■ **Exercise requirements**
Please format the data below as a Markdown table with two columns, Row and Data line. Put each non-blank line in its own numbered row and leave out blank lines.

# # # # # # #

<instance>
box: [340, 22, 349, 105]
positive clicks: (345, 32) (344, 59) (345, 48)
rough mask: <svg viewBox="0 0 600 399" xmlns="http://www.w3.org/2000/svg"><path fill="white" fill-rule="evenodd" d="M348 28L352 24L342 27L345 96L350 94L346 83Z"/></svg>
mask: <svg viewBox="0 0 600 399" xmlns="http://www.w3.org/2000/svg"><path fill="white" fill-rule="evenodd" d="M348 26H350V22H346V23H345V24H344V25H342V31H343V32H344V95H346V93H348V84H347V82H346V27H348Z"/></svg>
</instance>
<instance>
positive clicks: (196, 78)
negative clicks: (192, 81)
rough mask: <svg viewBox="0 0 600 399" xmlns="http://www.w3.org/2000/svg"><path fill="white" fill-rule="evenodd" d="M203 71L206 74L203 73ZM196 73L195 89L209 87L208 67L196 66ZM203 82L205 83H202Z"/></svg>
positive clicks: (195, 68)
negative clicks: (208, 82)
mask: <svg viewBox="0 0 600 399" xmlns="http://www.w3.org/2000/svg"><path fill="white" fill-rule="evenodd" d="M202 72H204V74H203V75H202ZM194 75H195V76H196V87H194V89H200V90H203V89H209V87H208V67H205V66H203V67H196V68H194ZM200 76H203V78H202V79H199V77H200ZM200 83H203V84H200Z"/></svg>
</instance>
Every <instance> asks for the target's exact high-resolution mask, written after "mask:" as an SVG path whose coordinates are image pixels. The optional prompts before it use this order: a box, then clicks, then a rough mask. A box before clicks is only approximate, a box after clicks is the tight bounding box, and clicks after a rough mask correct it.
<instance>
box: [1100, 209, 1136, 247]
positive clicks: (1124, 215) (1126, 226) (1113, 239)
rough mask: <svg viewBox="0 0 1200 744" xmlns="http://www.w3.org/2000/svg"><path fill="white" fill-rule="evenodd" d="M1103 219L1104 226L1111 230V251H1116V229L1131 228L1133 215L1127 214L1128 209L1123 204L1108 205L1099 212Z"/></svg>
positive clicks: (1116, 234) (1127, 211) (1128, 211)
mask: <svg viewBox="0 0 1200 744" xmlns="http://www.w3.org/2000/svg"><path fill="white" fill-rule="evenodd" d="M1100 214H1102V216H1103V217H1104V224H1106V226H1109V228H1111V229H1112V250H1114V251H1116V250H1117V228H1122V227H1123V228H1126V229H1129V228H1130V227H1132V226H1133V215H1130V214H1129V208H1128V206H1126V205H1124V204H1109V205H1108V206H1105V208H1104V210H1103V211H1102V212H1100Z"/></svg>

# # # # # # #

■ **Completed exercise**
| Row | Data line |
|---|---|
| 1 | <instance> |
| 2 | box: [340, 22, 349, 105] |
| 3 | positive clicks: (345, 32) (344, 59) (345, 48) |
| 4 | rough mask: <svg viewBox="0 0 600 399" xmlns="http://www.w3.org/2000/svg"><path fill="white" fill-rule="evenodd" d="M348 28L352 24L342 27L345 96L350 94L346 83Z"/></svg> |
| 5 | mask: <svg viewBox="0 0 600 399" xmlns="http://www.w3.org/2000/svg"><path fill="white" fill-rule="evenodd" d="M348 26H350V22H346V23H345V24H344V25H342V31H343V32H344V95H346V93H348V84H347V82H346V27H348Z"/></svg> |
| 6 | </instance> |
| 7 | <instance> |
| 8 | positive clicks: (196, 78) |
| 9 | negative clicks: (192, 81) |
| 10 | rough mask: <svg viewBox="0 0 600 399" xmlns="http://www.w3.org/2000/svg"><path fill="white" fill-rule="evenodd" d="M203 71L206 74L203 73ZM196 73L195 89L209 87L208 67L196 66ZM203 82L205 83H202Z"/></svg> |
| 11 | positive clicks: (195, 68) |
| 12 | negative clicks: (208, 82) |
| 13 | mask: <svg viewBox="0 0 600 399" xmlns="http://www.w3.org/2000/svg"><path fill="white" fill-rule="evenodd" d="M202 72H204V74H203V75H202ZM194 75H195V76H196V87H194V89H200V90H203V89H209V87H208V67H205V66H203V67H196V68H194ZM200 76H203V78H202V79H199V77H200ZM200 83H203V84H200Z"/></svg> |
| 14 | </instance> |
| 15 | Every <instance> asks for the target's exact high-resolution mask, written after "mask:" as an SVG path whose coordinates are image pixels. The optional prompts before it use this order: a box, then clicks, then a rough mask. A box before clicks is only approximate, a box after clicks is the tight bounding box, and clicks after a rough mask correct it. |
| 16 | <instance> |
| 17 | box: [1100, 209, 1136, 247] |
| 18 | positive clicks: (1124, 215) (1126, 226) (1113, 239) |
| 19 | rough mask: <svg viewBox="0 0 1200 744" xmlns="http://www.w3.org/2000/svg"><path fill="white" fill-rule="evenodd" d="M1103 219L1104 226L1111 230V251H1116V229L1131 228L1133 215L1127 214L1128 209L1123 204L1108 205L1099 212Z"/></svg> |
| 20 | positive clicks: (1116, 234) (1127, 211) (1128, 211) |
| 21 | mask: <svg viewBox="0 0 1200 744" xmlns="http://www.w3.org/2000/svg"><path fill="white" fill-rule="evenodd" d="M1100 214H1102V216H1103V217H1104V224H1106V226H1109V228H1111V229H1112V250H1114V251H1116V250H1117V228H1122V227H1123V228H1126V229H1129V228H1130V227H1132V226H1133V215H1130V214H1129V208H1128V206H1126V205H1124V204H1109V205H1108V206H1105V208H1104V210H1103V211H1102V212H1100Z"/></svg> |